• **SET EXERCISE**:
Pull out every line in the listing below that contains the string "boot", matching case exactly.

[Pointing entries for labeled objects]
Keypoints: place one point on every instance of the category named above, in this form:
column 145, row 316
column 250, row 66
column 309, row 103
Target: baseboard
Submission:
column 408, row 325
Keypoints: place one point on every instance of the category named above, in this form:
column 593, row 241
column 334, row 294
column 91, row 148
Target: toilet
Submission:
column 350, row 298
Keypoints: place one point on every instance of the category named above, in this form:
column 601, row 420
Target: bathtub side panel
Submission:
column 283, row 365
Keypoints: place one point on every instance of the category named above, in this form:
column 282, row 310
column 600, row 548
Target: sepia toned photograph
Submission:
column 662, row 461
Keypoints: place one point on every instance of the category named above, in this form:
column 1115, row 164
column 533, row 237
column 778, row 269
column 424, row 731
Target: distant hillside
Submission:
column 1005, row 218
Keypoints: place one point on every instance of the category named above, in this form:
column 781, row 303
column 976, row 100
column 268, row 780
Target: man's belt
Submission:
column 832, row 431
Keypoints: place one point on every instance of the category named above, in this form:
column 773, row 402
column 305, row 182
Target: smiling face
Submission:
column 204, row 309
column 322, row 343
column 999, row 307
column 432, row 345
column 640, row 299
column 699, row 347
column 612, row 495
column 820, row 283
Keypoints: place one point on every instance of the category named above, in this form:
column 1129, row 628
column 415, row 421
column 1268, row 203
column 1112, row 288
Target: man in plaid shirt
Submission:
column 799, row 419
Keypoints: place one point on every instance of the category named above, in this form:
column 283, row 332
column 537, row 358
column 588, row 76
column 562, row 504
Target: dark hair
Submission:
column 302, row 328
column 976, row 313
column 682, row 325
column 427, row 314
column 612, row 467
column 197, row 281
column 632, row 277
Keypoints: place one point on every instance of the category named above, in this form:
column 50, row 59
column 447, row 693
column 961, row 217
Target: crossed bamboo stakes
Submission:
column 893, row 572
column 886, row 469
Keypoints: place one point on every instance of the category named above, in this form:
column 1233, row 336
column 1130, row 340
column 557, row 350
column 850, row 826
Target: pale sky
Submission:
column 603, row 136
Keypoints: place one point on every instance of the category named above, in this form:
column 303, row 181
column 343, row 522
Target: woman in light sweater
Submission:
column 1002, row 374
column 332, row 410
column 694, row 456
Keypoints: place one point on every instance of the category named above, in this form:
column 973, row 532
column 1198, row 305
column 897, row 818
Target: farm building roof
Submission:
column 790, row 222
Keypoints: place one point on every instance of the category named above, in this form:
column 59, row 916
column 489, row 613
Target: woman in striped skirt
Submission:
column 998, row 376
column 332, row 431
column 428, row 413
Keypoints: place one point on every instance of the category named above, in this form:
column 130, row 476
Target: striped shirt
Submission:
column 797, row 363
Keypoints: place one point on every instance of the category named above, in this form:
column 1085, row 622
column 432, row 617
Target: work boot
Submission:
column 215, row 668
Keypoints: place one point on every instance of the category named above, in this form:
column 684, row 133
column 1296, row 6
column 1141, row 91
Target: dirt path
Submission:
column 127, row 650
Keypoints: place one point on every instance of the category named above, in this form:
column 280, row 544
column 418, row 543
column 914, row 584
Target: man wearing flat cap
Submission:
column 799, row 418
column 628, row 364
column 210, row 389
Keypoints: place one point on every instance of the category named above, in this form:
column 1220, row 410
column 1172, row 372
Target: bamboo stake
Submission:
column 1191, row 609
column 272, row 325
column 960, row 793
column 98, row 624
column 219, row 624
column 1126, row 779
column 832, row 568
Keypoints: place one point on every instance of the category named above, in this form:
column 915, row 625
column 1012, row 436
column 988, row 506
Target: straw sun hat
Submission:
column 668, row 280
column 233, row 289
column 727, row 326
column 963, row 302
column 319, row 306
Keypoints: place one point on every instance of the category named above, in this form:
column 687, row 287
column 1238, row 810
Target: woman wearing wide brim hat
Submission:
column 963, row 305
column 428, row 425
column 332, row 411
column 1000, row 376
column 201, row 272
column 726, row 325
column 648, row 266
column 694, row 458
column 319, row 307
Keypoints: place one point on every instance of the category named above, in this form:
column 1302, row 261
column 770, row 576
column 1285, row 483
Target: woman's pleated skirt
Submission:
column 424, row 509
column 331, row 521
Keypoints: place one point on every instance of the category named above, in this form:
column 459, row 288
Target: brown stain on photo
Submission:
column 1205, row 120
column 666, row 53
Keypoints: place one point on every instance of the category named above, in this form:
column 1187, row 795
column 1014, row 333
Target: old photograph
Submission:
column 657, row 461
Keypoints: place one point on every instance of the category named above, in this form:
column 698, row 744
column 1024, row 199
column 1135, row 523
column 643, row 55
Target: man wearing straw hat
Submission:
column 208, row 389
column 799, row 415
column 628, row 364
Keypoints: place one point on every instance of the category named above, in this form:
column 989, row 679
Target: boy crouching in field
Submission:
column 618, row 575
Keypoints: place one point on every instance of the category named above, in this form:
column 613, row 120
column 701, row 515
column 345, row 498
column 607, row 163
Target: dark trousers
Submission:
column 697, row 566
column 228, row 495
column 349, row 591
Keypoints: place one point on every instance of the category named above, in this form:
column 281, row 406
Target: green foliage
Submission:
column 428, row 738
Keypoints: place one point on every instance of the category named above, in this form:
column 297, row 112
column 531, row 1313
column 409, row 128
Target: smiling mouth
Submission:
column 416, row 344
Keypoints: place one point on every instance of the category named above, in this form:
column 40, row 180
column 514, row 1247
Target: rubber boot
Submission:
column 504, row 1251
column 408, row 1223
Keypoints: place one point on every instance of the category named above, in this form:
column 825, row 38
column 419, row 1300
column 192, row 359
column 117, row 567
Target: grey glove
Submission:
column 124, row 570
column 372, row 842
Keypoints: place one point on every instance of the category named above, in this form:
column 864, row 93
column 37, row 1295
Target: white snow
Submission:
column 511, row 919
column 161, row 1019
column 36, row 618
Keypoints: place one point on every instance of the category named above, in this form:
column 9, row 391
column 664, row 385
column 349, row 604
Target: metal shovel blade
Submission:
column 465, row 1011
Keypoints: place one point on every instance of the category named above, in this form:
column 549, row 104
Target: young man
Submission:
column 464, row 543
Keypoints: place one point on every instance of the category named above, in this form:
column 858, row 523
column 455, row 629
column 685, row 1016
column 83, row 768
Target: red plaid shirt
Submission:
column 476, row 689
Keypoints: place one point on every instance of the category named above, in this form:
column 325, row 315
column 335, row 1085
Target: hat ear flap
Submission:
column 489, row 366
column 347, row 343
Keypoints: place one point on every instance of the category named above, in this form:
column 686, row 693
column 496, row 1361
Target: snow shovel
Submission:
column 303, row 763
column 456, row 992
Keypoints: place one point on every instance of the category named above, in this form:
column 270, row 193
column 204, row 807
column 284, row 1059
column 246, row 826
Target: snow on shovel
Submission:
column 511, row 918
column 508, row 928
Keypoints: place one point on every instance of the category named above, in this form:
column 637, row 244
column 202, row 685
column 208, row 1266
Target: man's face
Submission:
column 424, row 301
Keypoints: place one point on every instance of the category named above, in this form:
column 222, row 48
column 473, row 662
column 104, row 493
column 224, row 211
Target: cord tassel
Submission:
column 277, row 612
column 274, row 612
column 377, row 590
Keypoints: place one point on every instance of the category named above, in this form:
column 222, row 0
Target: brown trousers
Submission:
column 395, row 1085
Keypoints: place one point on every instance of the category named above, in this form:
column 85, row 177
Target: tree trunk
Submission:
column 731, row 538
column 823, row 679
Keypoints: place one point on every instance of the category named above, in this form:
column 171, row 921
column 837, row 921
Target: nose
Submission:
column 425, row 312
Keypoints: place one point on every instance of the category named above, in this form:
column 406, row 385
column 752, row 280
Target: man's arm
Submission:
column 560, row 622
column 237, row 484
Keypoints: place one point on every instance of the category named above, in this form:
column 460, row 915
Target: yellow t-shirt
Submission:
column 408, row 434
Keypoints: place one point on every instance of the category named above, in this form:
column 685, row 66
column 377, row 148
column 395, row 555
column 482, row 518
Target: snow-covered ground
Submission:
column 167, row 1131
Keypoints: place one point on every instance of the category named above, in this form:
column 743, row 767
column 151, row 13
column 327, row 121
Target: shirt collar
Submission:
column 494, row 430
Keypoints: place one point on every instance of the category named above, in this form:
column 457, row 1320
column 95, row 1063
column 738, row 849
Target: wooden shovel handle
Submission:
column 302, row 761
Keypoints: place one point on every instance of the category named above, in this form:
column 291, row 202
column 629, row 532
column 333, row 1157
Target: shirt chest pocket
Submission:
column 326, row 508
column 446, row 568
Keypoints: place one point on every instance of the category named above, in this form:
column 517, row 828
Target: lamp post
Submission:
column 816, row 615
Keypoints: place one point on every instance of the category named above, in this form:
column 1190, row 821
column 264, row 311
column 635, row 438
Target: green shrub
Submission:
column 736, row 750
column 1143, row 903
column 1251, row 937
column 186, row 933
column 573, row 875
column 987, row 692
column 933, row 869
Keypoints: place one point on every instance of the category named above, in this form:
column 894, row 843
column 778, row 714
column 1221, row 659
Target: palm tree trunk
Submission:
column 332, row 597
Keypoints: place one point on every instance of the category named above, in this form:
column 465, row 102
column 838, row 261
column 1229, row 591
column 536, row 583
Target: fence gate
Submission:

• **OUTPUT FOR THIS TASK**:
Target: work boot
Target: rubber boot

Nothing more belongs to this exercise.